• [WHAT IS NEEDED]: Print the records below exactly, leaving out nothing.

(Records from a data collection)
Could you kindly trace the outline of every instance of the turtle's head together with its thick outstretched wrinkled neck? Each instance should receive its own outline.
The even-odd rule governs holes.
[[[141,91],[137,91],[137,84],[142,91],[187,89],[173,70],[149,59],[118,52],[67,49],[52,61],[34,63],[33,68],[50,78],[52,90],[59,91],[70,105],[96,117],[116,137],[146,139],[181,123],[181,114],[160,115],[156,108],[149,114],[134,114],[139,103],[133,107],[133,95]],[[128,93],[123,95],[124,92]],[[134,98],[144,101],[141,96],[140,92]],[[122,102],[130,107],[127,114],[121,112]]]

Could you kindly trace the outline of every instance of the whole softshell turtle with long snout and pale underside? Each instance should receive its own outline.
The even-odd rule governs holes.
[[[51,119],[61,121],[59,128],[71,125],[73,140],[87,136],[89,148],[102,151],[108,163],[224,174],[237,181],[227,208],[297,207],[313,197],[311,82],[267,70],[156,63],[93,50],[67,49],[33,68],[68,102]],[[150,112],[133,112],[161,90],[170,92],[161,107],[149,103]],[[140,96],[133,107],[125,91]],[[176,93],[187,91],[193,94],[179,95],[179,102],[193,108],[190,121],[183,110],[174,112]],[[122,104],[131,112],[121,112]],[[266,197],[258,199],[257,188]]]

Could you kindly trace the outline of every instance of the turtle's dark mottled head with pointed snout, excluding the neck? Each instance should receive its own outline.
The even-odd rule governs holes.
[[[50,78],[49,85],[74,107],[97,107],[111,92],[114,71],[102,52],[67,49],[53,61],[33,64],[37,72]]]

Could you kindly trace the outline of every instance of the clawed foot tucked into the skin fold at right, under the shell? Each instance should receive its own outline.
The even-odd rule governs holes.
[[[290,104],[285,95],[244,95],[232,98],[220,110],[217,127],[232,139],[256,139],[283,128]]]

• [RESULT OF THIS TASK]:
Could you kindly trace the outline of every instance of the turtle's head together with its thick outstretched wrinkled neck? Each instance should receive its own outline.
The even-odd rule governs holes.
[[[141,91],[137,91],[137,84],[142,91],[187,89],[173,70],[149,59],[118,52],[67,49],[52,61],[34,63],[33,68],[50,78],[52,90],[59,91],[70,105],[96,117],[116,137],[146,139],[181,123],[181,114],[160,115],[156,108],[149,114],[134,114],[139,103],[133,107],[133,95]],[[128,93],[123,95],[124,92]],[[134,98],[144,101],[141,96],[140,92]],[[122,102],[130,107],[127,114],[121,112]]]

Could you kindly trace the outline of every instance of the whole softshell turtle with long snout and pale underside? Each instance should receive its own outline.
The even-odd rule governs holes.
[[[51,119],[61,121],[59,128],[71,125],[73,140],[87,136],[89,148],[102,151],[108,163],[224,174],[237,181],[227,208],[297,207],[313,197],[311,82],[267,70],[156,63],[93,50],[67,49],[33,68],[68,102]],[[150,112],[133,112],[161,90],[170,92],[161,107],[149,103]],[[140,96],[133,107],[125,91]],[[176,93],[187,91],[193,94],[179,95],[179,102],[193,108],[190,121],[183,110],[174,112]],[[122,104],[131,112],[121,112]],[[266,197],[258,199],[257,188]]]

Could you kindly trace the outline of every instance of the turtle's dark mottled head with pointed snout, excluding the neck? Each instance should receive its own outline.
The even-odd rule governs holes.
[[[50,78],[49,85],[74,107],[97,107],[111,92],[114,71],[102,52],[67,49],[53,61],[33,64],[37,72]]]

Could you kindly trace the outline of every instance of the clawed foot tucked into the skin fold at right, under the shell? Each instance should receive its own outline.
The even-odd rule governs holes.
[[[290,104],[285,95],[244,95],[232,98],[220,110],[217,127],[232,139],[256,139],[283,128]]]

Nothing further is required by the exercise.